1 Normalization

Let’s say we are using qRT-PCR to quantify the expression of a gene in two cell lines. Technical variation could arise from difference in the amounts of starting material, from differences in amplification efficiency. Repeated measurements are used to be able to obtain representative values, which can be considered as sampling from a population of all possible values of taking the same measurements from the same cells. Control measurements are taken from each sample to adjust for some technical bias (lets say differences in reagent volumes or efficiency). The process of normalization refers to attempts to remove systematic biases that otherwise confound comparisons between different measured entities.

Normalization means removing technical variations

1.1 Centering

If normalization is the removal of systematic bias across sets of measurements to facilitate comparison, the simplest approach to this is to make sure the values you are trying to compare occupy the same range.

‘Centering’ is the process of making a distribution centered on (i.e., the average value) zero. It will not change the spread of the values, which may well be skewed in favour of one side of the average. Subtracting the mean of the distribution from all values will center a distribution on zero, although the median tends to be a more robust estimator of population mean from a small sample size and ensure an equal number of points either side of zero after centering.

Work request
Repeat word for word the part of the normalization passage starting with "1.1 Centering" and going on through "zero after centering.". The data after this normalization passage has nothing to do with it.

(Point-per-instance localization data)

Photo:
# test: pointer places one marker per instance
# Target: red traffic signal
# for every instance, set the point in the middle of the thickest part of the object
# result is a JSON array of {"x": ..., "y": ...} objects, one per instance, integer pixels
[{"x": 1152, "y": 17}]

Worked solution
1.1 Centering

If normalization is the removal of systematic bias across sets of measurements to facilitate comparison, the simplest approach to this is to make sure the values you are trying to compare occupy the same range.

‘Centering’ is the process of making a distribution centered on (i.e., the average value) zero. It will not change the spread of the values, which may well be skewed in favour of one side of the average. Subtracting the mean of the distribution from all values will center a distribution on zero, although the median tends to be a more robust estimator of population mean from a small sample size and ensure an equal number of points either side of zero after centering.